----- Estratto della fonte -----
Non voglio essere polemico ma, ribadisco, esiste un problema serio ed è quello che riguarda la "democratizzazione dell’immagine", e facendo spesso parte di una giuria me ne accorgo ancora di più. Oggi tutti possono fare un film, soprattutto grazie alla tecnologia che avanza, era meglio quando il mezzo cinematografico era più complicato da usare e avvicinarvisi non era cosa per tutti, a quel tempo c’era più preparazione. Se vedo un soggetto che mi interessa, mi affascina, lo devo sentire, e per sentirlo devo documentarmi, oggi invece nelle storie sento la distanza, la freddezza. Vedo immagini, silenzi, attori sconfortati che cercano di oltrepassare affannosamente questa barriera del falso, e il punto è che dobbiamo essere bugiardi ma dobbiamo anche saperlo fare, come diceva Fellini. E manca il rapporto con le storie che si raccontano. Faccio un esempio opposto, visto che l'ho vissuto in prima persona.

Prego.
È stato il figlio era una storia che mi apparteneva perché sono siciliano, anche se non l’ho inventata io, mi ci sono cimentato dopo ben 8 mesi, eppure avevo già il budget, prima però mi sono informato, ho studiato il processo vero del racconto prima di metterlo in atto.

Malgrado tutto ci sarà un film che l’ha convinta quest’anno...
Fiore, anche se sono di parte visto che ne ho curato la fotografia, e Indivisibili, che però ha qualche problema di fondo. È un film con una bella idea, una storia magica, ma ci ho visto anche esagerazione e compiacimento. 

"Provocatoriamente sostengo che il cinema italiano, come si diceva di quello americano molti anni fa, è fatto dai 15enni, è un cinema piccolo che non arriva da nessuna parte, io in questi film non mi ci ritrovo pur riconoscendone la dignità."

Del resto l'autocompiacimento e l’eccessiva autoreferenzialità sono critiche che piovono puntualmente sul cinema italiano.
I nostri film ormai sono, a volte anche dichiaratamente, delle rivisitazioni o dei remake. E il pericolo è che in questo modo il cinema somigli sempre di più e sempre più spesso a qualcosa di già fatto, io ad esempio il cinema non lo copio, lo evoco, mi sono formato con i film americani, con Welles, ma anche con Hitchcock, Dreyer, Truffaut e non lo rinnego. Bisogna cercare di armonizzare storie ed estetica, non si può parlare solo per immagini, ci si annoia. La verità è che il cinema italiano vive un momento difficile.

Cosa salva?
----- Dati -----
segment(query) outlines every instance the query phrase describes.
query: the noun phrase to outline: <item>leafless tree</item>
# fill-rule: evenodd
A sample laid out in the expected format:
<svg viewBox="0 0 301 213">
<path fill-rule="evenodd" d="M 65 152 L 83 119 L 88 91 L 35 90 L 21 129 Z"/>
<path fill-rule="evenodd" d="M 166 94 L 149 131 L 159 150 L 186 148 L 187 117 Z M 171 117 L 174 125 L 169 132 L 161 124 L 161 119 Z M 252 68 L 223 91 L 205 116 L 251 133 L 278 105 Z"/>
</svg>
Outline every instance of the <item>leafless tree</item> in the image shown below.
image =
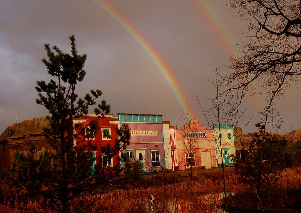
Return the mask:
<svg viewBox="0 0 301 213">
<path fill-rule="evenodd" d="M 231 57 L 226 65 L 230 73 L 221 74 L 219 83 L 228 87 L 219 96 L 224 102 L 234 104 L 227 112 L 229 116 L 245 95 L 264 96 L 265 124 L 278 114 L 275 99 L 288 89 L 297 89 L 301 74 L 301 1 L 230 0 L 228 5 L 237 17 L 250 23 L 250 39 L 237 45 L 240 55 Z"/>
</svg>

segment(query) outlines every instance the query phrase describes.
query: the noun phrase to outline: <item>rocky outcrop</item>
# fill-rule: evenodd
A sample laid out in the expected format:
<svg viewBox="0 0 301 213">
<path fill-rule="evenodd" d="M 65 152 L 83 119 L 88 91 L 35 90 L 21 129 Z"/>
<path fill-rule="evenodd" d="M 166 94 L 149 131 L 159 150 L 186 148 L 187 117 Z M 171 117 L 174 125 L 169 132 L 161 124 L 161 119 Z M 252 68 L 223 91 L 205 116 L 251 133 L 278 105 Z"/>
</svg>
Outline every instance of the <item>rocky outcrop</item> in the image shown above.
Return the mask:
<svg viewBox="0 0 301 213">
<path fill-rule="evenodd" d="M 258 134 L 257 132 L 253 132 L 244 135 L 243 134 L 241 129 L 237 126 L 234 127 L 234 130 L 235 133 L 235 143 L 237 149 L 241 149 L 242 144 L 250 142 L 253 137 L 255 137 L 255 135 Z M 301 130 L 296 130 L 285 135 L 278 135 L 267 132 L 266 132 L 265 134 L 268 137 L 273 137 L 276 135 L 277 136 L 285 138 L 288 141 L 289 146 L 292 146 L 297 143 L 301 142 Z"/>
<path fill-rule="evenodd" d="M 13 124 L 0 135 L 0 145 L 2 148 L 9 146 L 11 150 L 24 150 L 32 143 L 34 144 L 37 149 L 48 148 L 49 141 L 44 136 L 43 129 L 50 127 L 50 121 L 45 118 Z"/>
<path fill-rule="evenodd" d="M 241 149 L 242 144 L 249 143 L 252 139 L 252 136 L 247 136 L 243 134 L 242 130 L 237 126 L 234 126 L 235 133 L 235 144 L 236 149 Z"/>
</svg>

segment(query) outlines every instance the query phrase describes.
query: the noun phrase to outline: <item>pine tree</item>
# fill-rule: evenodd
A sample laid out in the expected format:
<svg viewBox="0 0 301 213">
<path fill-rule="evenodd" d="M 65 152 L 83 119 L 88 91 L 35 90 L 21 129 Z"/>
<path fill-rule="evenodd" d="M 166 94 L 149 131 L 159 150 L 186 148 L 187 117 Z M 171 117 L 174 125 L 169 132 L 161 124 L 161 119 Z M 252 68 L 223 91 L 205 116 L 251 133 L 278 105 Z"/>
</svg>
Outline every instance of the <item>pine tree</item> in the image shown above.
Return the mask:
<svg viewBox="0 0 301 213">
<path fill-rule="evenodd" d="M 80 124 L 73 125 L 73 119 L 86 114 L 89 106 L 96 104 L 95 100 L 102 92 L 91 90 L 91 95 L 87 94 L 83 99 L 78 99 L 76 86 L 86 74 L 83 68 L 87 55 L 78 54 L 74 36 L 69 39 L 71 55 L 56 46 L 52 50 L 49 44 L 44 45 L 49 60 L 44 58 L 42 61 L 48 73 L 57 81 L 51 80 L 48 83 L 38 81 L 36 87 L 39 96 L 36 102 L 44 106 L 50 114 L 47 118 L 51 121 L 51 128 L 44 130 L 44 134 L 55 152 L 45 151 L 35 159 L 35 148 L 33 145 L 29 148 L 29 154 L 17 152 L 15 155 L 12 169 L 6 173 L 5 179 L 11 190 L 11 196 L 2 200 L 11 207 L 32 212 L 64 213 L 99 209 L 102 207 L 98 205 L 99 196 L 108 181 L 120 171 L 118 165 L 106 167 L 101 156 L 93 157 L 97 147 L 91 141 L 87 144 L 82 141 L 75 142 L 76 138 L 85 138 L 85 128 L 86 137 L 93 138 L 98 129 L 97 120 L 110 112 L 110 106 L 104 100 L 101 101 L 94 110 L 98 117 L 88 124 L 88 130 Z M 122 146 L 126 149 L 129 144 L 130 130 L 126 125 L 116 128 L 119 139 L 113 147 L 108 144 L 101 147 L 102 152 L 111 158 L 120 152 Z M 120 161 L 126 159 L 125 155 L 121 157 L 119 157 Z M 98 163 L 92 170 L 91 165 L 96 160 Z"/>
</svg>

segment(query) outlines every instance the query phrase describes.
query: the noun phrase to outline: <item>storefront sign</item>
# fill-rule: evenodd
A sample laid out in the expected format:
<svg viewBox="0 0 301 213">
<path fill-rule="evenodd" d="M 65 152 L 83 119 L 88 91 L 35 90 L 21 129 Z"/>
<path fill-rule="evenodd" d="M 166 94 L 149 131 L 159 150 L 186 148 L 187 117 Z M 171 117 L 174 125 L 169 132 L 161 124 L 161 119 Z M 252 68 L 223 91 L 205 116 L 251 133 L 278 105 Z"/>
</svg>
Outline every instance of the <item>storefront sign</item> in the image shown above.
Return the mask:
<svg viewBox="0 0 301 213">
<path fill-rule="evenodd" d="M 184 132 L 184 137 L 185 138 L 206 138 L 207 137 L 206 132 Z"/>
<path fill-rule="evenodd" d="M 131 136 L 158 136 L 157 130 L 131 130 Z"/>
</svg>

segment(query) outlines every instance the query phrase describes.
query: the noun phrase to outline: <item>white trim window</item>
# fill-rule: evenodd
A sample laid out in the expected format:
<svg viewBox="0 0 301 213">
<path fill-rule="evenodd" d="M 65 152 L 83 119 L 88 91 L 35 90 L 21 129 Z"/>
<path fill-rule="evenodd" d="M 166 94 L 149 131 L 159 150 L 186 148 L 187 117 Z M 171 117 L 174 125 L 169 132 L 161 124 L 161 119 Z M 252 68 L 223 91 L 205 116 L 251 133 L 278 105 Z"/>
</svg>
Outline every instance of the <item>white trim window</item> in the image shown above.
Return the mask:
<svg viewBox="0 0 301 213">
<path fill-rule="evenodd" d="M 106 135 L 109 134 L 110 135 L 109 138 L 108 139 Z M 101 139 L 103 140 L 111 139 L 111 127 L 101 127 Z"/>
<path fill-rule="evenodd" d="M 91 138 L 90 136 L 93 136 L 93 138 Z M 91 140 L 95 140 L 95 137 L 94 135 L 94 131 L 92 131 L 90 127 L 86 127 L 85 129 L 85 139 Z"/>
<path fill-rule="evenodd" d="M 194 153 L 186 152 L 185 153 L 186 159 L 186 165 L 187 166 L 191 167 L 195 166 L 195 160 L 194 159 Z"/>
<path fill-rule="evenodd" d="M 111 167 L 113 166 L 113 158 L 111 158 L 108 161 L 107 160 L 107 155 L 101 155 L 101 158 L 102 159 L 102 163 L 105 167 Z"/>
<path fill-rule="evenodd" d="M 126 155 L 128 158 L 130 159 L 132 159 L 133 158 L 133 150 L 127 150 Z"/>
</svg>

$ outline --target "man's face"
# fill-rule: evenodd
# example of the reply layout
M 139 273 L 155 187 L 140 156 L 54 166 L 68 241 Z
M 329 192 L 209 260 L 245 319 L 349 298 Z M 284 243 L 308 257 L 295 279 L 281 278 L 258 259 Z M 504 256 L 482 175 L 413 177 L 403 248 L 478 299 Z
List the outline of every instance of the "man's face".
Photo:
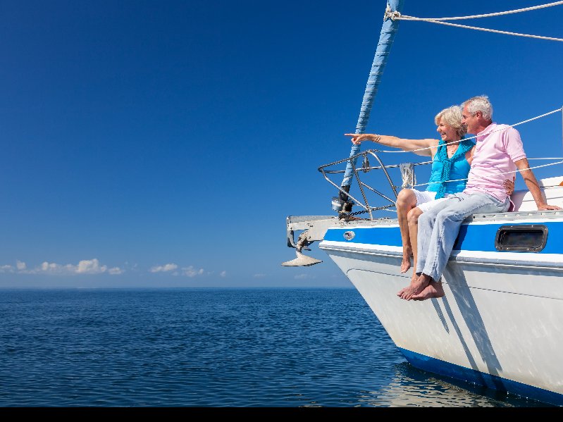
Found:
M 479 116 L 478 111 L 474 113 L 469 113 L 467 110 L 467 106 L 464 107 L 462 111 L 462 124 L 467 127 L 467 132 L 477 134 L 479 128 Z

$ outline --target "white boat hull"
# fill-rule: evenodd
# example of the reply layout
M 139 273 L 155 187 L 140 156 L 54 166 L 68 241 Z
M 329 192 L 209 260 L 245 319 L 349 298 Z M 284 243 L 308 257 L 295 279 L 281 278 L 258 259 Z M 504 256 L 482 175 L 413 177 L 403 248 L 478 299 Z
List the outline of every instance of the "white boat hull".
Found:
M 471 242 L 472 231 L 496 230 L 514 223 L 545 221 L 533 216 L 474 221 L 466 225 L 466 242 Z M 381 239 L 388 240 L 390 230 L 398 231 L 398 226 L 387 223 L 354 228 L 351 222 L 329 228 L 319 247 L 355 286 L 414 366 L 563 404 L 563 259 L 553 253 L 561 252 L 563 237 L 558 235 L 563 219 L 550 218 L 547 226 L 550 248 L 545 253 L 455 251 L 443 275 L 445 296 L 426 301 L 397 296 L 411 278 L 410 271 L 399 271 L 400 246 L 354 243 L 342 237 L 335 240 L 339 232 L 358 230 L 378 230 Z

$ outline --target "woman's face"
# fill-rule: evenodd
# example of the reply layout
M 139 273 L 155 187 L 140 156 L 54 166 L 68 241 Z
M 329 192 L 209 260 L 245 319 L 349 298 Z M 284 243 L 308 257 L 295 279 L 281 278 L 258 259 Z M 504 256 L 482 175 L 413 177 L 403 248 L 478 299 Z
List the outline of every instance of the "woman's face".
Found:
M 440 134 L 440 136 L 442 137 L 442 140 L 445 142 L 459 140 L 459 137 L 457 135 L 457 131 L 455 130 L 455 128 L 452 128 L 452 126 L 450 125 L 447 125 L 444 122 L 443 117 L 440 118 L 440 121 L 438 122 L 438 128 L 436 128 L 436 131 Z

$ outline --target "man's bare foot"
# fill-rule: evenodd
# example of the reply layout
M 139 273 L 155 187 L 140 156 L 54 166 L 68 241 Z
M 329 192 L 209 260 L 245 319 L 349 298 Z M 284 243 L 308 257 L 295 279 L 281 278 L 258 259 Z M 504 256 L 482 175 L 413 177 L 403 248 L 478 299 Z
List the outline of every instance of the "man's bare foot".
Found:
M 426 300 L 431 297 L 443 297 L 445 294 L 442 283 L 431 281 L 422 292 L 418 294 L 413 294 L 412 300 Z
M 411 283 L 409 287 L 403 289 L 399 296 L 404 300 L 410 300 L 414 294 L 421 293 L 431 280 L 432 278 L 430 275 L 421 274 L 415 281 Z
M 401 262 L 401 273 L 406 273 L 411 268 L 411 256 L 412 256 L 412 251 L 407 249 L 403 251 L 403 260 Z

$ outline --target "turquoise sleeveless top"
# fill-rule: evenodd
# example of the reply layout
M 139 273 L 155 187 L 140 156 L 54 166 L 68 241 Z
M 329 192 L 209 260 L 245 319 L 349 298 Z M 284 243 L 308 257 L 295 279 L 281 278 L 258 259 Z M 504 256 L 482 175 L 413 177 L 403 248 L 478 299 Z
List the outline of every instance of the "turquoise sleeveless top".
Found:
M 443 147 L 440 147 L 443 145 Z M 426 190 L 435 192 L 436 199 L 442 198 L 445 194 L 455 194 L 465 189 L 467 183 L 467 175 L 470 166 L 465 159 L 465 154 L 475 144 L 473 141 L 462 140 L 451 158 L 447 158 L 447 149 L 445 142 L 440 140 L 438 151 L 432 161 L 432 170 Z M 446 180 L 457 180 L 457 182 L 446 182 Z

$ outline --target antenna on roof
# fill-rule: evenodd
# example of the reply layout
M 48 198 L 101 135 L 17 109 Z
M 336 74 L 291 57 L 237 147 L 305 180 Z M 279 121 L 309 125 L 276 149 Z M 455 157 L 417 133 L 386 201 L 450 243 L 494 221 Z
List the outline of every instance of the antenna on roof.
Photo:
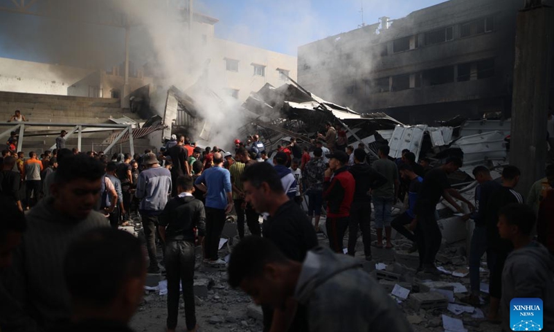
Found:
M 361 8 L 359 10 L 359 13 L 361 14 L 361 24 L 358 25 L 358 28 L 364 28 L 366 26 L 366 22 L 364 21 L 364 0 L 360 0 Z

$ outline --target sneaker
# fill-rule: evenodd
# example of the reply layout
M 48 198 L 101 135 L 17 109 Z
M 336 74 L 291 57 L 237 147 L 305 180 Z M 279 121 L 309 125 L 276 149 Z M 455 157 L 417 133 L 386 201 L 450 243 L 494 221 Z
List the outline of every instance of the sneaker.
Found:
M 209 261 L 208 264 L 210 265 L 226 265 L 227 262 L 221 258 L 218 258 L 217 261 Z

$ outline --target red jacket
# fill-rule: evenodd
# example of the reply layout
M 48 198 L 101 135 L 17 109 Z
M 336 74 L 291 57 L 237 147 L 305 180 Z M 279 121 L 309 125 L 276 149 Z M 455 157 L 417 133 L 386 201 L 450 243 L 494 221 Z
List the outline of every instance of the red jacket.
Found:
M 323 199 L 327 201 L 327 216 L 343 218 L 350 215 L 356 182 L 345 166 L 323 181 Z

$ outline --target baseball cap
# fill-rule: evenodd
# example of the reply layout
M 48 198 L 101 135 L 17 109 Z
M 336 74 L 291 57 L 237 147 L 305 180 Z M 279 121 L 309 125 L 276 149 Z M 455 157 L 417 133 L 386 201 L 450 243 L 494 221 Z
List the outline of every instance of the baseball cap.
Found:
-----
Istruzioni del compito: Scrivi il seguito dell'intervista sul cinema italiano riportata sopra, cominciando subito dopo l'ultima domanda, «Cosa salva?».

Risultato dell'esercizio:
Bellocchio, che è un grande maestro, l’ultimo che è rimasto. Ma intendiamoci, abbiamo registi bravissimi, come Sorrentino o Garrone, eppure avverto questa fatica nel mostrare. C’è Rosi che è un documentarista straordinario che riesce a guardare una realtà senza aggiungere nulla, fa cinema, grande cinema. Stimo Virzì, perché la commedia italiana contemporanea la sa fare, ma parla di un mondo che a me non interessa. D’accordo, diceva Welles che non si guardano i film dei colleghi, si guardano i propri, ed è vero, e non bisogna nemmeno criticarli. Ognuno ha il suo mondo, e sarà il pubblico a giudicare. Provocatoriamente, tuttavia, sostengo che il cinema italiano, come si diceva di quello americano molti anni fa, è fatto dai 15enni, è un cinema piccolo che non arriva da nessuna parte, io in questi film non mi ci ritrovo pur riconoscendone la dignità.

 "Io non sono cattolico ma amo le chiese, e per me il cinema è una cappella, entri e sei prigioniero per due ore."

Suona come una sconfitta.
Beh, io mi sento abbastanza sconfitto. C’è una generazione di spettatori che sta avanzando contaminata da tv, telefilm, serie. Non si va più al cinema e il cinema non incassa, non è solo questione di pirateria ma di dipendenza. Il fatto che io spettatore posso fare del cinema anche con un telefonino, posso giudicarlo, perché c’è Facebook non dimentichiamocelo, fa di me il padrone in assoluto. Una volta c’era un altro tipo di concetto di cinema, vede, io non sono cattolico ma amo le chiese, e per me il cinema è una cappella, entri e sei prigioniero per due ore. Kubrick voleva addirittura le sale cinematografiche completamente nere, con lo schermo bianco, così, monolitico, e lo spettatore viaggiava, non c’era bisogno di 3D. La magia era quella, la bugia.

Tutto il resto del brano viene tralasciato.